■ **Extract to read**
:::
What I mean is that this is my daily hell. I am not one of those dads that split. I am the one who said I want you to have that child and I will be there for you no matter what.

Basically, I was dating the mom who lived next to me, we were in a relationship. Though not for very long. I had split up with her because she went and slept with her ex. Two weeks later she told me she was pregnant and I was the dad. Taht is when I told her that she had my support 100%. Then I found out that one of her stupid friends that doesn't even know me was calling me an asshole cause I didn't tell my parents about it yet. Then went as far as telling her to start filing for child support. She was not even two months pregnant and I had just moved in with her so we could start saving. Somewhere along the lines I said something about paternity.

She started threatening to kick me out. She took all of my things pregnant, I am talking heavy furniture and start moving them all into the spare bedroom while I was sleeping with music blaring at 8 am while I was trying to sleep. I couldn't touch her or even try to stop her because she would have called the cops and had me arrested.
:::
■ **Complete the following**
1/ Answer these questions from the account:
(a) Why did the writer split up with the mom?
(b) How long after the split did she say she was pregnant?
(c) Into which room did she move the writer's things?
2/ According to the account, why couldn't the writer touch her or try to stop her from moving the furniture? Answer in one to three sentences.
3/ Please retype the account word for word, starting at "What I mean" and ending at "no matter what.".
Answer using only the account above.

■ **Record extracts**
:::
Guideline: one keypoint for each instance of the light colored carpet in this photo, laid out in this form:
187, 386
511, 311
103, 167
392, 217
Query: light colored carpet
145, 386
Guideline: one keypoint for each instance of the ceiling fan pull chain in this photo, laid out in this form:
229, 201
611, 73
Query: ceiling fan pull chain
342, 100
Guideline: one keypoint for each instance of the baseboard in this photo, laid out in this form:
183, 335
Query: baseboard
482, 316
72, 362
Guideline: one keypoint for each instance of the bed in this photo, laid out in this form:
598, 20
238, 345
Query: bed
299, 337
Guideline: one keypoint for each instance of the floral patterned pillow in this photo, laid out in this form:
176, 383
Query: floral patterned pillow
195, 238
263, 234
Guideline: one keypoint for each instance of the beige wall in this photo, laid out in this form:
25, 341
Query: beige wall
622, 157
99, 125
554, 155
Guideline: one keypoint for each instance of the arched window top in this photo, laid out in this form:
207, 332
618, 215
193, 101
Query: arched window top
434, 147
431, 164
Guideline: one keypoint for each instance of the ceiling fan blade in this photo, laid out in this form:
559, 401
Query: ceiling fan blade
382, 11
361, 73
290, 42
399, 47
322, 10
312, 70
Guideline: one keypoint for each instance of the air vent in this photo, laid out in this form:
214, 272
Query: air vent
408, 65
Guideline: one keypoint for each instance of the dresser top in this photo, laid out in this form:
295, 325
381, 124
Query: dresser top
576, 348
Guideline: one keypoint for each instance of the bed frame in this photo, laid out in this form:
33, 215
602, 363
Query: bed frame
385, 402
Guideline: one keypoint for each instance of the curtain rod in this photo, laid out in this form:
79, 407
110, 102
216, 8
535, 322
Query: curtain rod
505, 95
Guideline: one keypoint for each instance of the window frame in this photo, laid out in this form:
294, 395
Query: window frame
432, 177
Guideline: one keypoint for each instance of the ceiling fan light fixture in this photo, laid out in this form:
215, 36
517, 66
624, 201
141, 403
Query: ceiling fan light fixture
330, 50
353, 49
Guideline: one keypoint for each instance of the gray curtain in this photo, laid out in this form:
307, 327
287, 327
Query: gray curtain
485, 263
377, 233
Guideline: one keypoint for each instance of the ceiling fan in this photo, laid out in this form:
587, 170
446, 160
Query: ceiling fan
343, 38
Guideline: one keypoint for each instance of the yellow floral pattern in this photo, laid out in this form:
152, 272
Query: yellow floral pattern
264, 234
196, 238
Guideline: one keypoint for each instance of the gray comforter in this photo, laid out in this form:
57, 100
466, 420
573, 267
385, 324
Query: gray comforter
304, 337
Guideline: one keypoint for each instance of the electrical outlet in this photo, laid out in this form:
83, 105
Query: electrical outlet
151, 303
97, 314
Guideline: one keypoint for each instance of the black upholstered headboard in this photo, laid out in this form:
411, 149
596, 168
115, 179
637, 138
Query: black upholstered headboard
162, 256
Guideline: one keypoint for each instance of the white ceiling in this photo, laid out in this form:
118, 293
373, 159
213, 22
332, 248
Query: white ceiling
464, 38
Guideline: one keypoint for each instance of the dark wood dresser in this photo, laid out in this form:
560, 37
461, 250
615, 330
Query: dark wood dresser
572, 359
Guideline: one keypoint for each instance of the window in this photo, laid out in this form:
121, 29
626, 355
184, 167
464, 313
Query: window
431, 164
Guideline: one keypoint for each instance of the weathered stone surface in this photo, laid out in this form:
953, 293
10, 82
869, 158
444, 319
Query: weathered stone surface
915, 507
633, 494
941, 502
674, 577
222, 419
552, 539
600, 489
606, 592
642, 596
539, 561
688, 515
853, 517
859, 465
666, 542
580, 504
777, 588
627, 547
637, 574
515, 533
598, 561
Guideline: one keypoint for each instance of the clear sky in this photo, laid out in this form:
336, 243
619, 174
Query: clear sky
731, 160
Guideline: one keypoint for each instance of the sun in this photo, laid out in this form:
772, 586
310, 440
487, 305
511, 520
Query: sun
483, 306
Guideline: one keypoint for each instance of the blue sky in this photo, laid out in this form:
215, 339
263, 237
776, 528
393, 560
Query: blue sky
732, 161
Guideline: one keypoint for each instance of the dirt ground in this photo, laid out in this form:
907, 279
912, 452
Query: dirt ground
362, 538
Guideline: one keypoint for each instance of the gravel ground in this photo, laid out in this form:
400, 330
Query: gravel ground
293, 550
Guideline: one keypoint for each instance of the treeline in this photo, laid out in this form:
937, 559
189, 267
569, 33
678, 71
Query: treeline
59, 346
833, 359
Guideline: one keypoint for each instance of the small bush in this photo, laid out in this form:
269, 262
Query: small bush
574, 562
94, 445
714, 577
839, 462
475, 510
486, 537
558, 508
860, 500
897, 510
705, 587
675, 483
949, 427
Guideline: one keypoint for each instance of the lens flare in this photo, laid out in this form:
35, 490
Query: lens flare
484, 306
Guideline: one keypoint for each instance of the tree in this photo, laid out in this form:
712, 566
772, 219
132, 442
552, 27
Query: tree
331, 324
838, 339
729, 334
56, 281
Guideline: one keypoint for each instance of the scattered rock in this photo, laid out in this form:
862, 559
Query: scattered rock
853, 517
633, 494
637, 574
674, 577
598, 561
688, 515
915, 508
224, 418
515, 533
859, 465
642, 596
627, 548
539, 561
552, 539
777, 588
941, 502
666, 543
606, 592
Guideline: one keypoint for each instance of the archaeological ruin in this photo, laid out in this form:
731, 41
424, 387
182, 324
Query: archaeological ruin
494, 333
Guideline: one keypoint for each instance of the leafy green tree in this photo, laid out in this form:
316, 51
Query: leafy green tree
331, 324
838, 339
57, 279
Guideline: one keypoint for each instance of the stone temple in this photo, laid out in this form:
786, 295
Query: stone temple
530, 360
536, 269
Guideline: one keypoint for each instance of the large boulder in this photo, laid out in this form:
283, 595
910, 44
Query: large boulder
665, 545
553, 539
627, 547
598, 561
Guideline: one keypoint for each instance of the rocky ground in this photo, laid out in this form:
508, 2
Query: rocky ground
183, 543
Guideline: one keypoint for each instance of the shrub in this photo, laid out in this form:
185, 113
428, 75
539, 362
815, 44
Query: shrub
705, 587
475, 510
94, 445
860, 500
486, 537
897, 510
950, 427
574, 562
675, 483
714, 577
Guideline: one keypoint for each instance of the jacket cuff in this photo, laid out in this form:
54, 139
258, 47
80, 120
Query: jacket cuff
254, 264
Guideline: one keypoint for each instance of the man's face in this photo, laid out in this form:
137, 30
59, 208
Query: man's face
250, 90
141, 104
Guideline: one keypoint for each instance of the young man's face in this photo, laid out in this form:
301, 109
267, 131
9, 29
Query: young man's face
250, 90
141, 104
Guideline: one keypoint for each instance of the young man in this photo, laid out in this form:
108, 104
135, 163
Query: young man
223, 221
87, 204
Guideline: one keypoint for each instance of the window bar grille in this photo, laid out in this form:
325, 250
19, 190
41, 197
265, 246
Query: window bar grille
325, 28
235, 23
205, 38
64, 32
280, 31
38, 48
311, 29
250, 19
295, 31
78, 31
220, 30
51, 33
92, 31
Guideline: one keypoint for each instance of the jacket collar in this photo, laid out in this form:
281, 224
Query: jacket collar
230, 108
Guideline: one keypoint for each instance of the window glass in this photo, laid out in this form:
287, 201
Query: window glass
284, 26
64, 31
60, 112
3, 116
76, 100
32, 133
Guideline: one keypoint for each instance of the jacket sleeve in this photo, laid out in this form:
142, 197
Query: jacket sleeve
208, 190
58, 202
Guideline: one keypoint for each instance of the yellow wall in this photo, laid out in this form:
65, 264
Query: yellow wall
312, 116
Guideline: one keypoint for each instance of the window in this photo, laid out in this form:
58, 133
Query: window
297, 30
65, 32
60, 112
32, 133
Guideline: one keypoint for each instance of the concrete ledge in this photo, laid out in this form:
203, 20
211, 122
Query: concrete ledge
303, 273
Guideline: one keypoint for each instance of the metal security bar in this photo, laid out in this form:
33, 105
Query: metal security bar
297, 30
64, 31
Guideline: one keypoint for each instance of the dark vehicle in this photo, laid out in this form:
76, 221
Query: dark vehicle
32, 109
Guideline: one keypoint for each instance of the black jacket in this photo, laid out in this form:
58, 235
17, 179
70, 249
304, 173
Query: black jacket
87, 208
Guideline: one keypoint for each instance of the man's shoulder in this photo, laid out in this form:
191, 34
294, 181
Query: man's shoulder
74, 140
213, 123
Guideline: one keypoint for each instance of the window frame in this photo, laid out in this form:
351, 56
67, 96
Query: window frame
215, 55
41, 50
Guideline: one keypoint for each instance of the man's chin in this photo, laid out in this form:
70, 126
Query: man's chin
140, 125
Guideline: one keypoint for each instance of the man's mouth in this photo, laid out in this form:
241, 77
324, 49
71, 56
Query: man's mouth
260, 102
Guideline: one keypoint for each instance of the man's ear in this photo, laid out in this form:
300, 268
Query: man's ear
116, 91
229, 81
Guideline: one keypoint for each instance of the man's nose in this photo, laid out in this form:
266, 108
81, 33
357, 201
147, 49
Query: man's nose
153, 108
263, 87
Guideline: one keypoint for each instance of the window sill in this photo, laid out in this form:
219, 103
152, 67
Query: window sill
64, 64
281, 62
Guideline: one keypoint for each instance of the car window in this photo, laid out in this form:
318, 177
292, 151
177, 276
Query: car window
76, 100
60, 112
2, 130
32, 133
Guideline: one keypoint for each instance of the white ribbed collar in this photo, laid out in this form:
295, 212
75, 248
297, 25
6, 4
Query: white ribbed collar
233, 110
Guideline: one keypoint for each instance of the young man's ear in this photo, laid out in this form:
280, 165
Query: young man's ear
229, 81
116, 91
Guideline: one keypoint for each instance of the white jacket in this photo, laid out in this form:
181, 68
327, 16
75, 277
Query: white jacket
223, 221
:::
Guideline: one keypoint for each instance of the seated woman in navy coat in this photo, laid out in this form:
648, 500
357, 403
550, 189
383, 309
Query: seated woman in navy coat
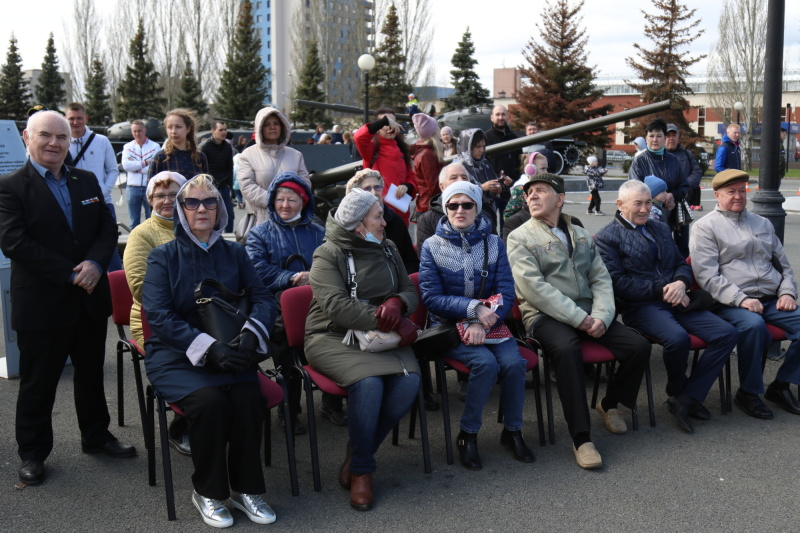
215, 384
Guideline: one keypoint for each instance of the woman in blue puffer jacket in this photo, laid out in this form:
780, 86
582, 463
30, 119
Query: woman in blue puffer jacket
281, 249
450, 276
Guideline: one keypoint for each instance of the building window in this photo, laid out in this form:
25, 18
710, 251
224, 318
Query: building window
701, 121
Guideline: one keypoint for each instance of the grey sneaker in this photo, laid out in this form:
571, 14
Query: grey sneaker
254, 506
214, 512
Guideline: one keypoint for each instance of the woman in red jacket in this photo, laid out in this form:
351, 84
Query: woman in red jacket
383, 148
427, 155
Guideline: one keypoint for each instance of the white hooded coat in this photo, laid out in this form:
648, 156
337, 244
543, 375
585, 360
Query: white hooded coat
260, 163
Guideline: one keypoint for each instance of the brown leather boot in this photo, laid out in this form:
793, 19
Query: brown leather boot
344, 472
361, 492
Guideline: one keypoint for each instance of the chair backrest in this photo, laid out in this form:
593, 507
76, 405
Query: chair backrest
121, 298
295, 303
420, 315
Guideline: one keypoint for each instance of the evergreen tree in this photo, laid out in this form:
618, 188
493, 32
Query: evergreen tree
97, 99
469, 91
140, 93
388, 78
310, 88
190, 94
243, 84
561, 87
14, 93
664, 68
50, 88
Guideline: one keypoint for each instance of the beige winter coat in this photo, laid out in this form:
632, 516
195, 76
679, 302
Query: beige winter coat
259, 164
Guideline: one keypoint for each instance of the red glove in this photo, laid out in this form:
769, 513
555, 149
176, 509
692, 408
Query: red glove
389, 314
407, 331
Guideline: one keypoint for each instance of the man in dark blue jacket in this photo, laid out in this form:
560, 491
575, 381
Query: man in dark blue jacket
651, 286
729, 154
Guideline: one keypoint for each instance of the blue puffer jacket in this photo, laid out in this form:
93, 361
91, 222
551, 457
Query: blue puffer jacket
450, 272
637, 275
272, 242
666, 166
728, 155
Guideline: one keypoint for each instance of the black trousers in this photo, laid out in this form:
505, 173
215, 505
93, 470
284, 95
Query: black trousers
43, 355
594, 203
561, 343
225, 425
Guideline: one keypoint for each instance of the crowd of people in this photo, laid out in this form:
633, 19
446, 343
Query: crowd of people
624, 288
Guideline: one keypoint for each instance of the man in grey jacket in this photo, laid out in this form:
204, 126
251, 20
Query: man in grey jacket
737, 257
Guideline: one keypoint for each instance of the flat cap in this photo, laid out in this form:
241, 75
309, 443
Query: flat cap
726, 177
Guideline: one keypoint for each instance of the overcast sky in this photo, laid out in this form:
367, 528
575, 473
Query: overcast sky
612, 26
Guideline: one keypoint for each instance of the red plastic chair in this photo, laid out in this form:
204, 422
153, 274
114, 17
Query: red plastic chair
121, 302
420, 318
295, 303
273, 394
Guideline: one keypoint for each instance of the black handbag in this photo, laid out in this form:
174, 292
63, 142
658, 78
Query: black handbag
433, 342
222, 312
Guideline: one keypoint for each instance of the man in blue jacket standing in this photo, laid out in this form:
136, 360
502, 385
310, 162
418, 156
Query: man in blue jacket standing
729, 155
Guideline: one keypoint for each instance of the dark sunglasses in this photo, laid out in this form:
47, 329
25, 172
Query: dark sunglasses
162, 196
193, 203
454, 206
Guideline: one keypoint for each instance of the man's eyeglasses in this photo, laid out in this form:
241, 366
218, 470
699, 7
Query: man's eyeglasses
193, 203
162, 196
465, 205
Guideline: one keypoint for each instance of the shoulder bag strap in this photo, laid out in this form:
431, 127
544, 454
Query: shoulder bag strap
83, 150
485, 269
:::
■ **Solutions to the exercise**
1/
(a) She slept with her ex.
(b) Two weeks later.
(c) The spare bedroom.

2/ The writer couldn't touch her or try to stop her because she would have called the cops and had the writer arrested.

3/
What I mean is that this is my daily hell. I am not one of those dads that split. I am the one who said I want you to have that child and I will be there for you no matter what.